PAGE TEXT:
## start

- Conference: Southern Conference
- Record: 7–3 (5–2 SoCon)
- Head coach: Wallace Wade (16th season);
- MVP: Billy Cox
- Captain: Billy Cox
- Home stadium: Duke Stadium

= 1950 Duke Blue Devils football team =

American college football season

The 1950 Duke Blue Devils football team was an American football team that represented Duke University as a member of the Southern Conference (SoCon) during the 1950 college football season. In their 16th year under head coach Wallace Wade, the Blue Devils compiled an overall record of 7–3, with a conference record of 5–2, and finished sixth in the SoCon.

## end

SUPPLIED DATA:
## start

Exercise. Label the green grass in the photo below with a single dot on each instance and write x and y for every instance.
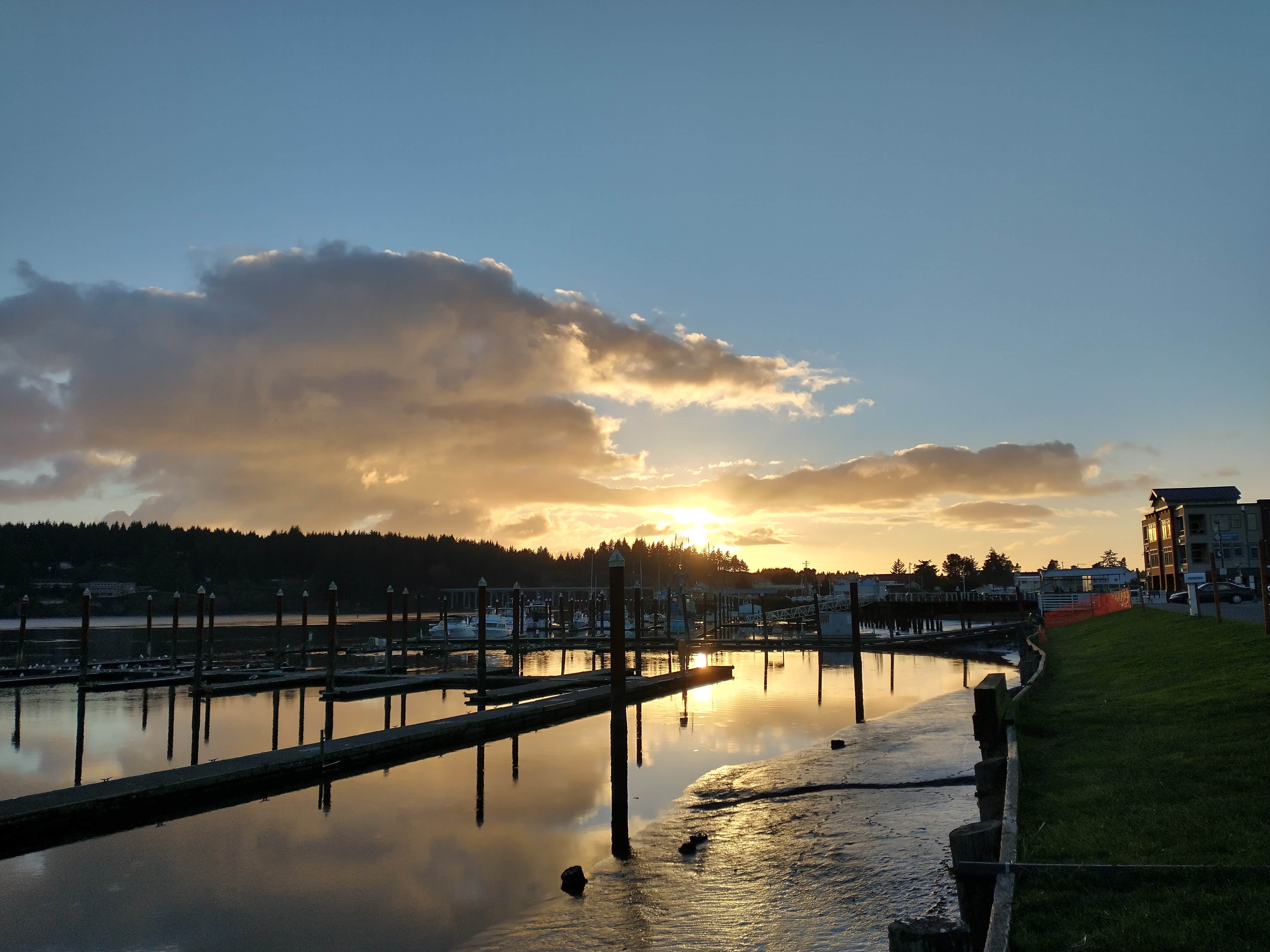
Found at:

## end

TASK PROMPT: Reproduce the portion of the 1950 Duke Blue Devils text above that lies between "The 1950 Duke" and "in the SoCon.", inclusive.

REPLY TO THE EXERCISE:
The 1950 Duke Blue Devils football team was an American football team that represented Duke University as a member of the Southern Conference (SoCon) during the 1950 college football season. In their 16th year under head coach Wallace Wade, the Blue Devils compiled an overall record of 7–3, with a conference record of 5–2, and finished sixth in the SoCon.